_Passage given_.
************

3. The actual debt/NGDP ratio, relative to the target debt/NGDP ratio, keeps track of your history of declaring that circumstances are special.

Now let me list the advantages of a deficit target
1. Independence from monetary policy. The redemption value of debt is influenced by monetary policy decisions (both past and present). Thinking about targeting the level of debt/NGDP ratio also forces you to adjust the deficit for monetary policy stance.

And so hit the deficit target using equity finance. Hit the debt target using debt finance.

Ed Rector is not just rude, he is ignorant.

Monetary and fiscal policy were used in the past to target "full employment". Then in the 1970's they learned it didn't work.

A country with its own currency, and that borrows in its own currency, may (if its debt/NGDP ratio gets too large) face a choice between hyperinflation or default. Some have chosen default. Hyperinflation is just default by another name.

Hyperinflation also allows all of those who have debts denominated in the national currency to default as well, robbing their creditors as well. It is almost like they are required to default, though I suppose that nothing prevents such a debtor from paying extra to compensate their creditors.

As a practical matter, a debt/tax revenue ratio might be better than a debt/gdp ratio. Your approach treats all national income as if it belongs to the government.

Is a debt target really the equivalent of a price-level target?

A price level target has units of dollars; an inflation target has units of dollars per year.

A debt-by-GDP target has units of years; a deficit-by-GDP target is unitless.

************

_Available data_.

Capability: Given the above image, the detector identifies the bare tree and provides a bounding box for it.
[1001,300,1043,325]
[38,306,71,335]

************

_What this exercise asks_.
a. In the passage on debt and deficit targets, what units does a debt-by-GDP target have?
b. Echo, word for word, the stretch of the passage on debt and deficit targets from "And so hit the" through "compensate their creditors.".

_Solutions to each task_.
a. Years.

b.
And so hit the deficit target using equity finance. Hit the debt target using debt finance.

Ed Rector is not just rude, he is ignorant.

Monetary and fiscal policy were used in the past to target "full employment". Then in the 1970's they learned it didn't work.

A country with its own currency, and that borrows in its own currency, may (if its debt/NGDP ratio gets too large) face a choice between hyperinflation or default. Some have chosen default. Hyperinflation is just default by another name.

Hyperinflation also allows all of those who have debts denominated in the national currency to default as well, robbing their creditors as well. It is almost like they are required to default, though I suppose that nothing prevents such a debtor from paying extra to compensate their creditors.